* [AIM OF THE EXERCISE] Transcribe the part of the text about More Than Me's schools in Liberia between "Meyler says she" and "reach 125,000 students.", inclusive.

* [READING TEXT]
Meyler says she learned from the experience. “We were waiting for the heroes until we realized we are the heroes.” She said she found out what she was made of when it really counted.
Her Ebola work and the attention it brought have helped More Than Me grow to a 2016 budget of $1.7 million. The organization operates seven schools and has asked the government to open 30 more in the partnership program. The partnership model she helped created, pairs public schools with private partners like More Than Me to operate and support each school. More Than Me hopes ultimately to support 500 of the 2,750 primary schools in Liberia, helping them reach 125,000 students.
Liberty says, “It’s an organization that’s really passionate about their work, so teachers are in class, students are part of something bigger, and school actually functions as an institution. Many Americans probably take that for granted, but for schools serving poor Liberians, teachers showing up and knowing how to teach is basically a miracle.”
The Liberian Government will provide funding to More Than Me for the public schools it helps to run. The NGO will break even, Meyler says, once they reach 105 schools.

* [DATA ROWS]
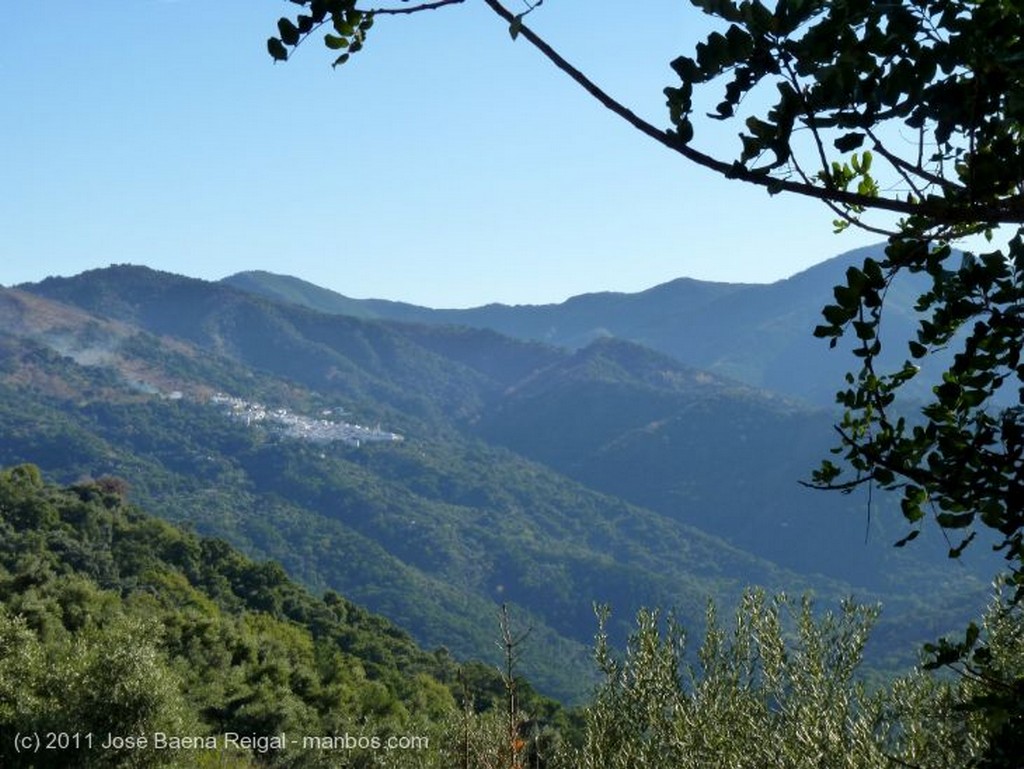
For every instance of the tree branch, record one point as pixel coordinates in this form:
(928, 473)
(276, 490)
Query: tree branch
(971, 213)
(412, 8)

* [CORRECT RESULT]
Meyler says she learned from the experience. “We were waiting for the heroes until we realized we are the heroes.” She said she found out what she was made of when it really counted.
Her Ebola work and the attention it brought have helped More Than Me grow to a 2016 budget of $1.7 million. The organization operates seven schools and has asked the government to open 30 more in the partnership program. The partnership model she helped created, pairs public schools with private partners like More Than Me to operate and support each school. More Than Me hopes ultimately to support 500 of the 2,750 primary schools in Liberia, helping them reach 125,000 students.